(Items listed in a dataset)
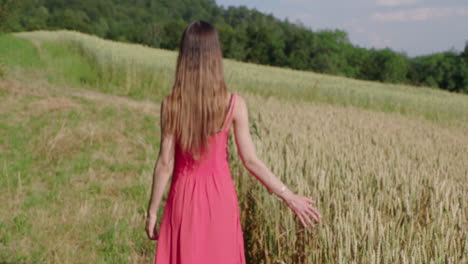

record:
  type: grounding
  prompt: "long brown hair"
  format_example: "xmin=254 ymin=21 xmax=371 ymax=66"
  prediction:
xmin=163 ymin=20 xmax=228 ymax=159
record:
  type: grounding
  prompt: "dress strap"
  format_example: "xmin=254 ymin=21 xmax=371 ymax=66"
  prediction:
xmin=223 ymin=93 xmax=236 ymax=130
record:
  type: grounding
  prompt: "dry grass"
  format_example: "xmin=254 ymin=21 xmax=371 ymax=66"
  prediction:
xmin=0 ymin=76 xmax=468 ymax=263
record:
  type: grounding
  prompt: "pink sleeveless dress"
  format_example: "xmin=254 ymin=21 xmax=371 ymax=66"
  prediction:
xmin=154 ymin=93 xmax=246 ymax=264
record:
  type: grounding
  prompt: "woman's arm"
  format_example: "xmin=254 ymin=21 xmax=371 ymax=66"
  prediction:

Goal =>
Can you put every line of the material above into a numbered list, with blank lines skipped and the pictures left out?

Task output =>
1. record:
2.   type: grounding
3.   prompt: "long brown hair"
4.   format_example: "xmin=254 ymin=21 xmax=371 ymax=66"
5.   prediction:
6. xmin=163 ymin=20 xmax=228 ymax=159
7. record:
8.   type: grounding
9.   prompt: "dress strap"
10.   format_example: "xmin=254 ymin=21 xmax=371 ymax=66"
11.   prediction:
12. xmin=223 ymin=93 xmax=236 ymax=130
13. record:
14.   type: grounding
15.   prompt: "dry grass"
16.   format_example: "xmin=254 ymin=21 xmax=371 ymax=66"
17.   prediction:
18. xmin=0 ymin=76 xmax=468 ymax=263
19. record:
20.   type: grounding
21.   prompt: "pink sleeveless dress"
22.   format_example: "xmin=254 ymin=21 xmax=371 ymax=66"
23.   prediction:
24. xmin=154 ymin=93 xmax=246 ymax=264
25. record:
26.   type: grounding
27.   prompt: "woman's arm"
28.   format_example: "xmin=254 ymin=21 xmax=371 ymax=66"
29.   prediction:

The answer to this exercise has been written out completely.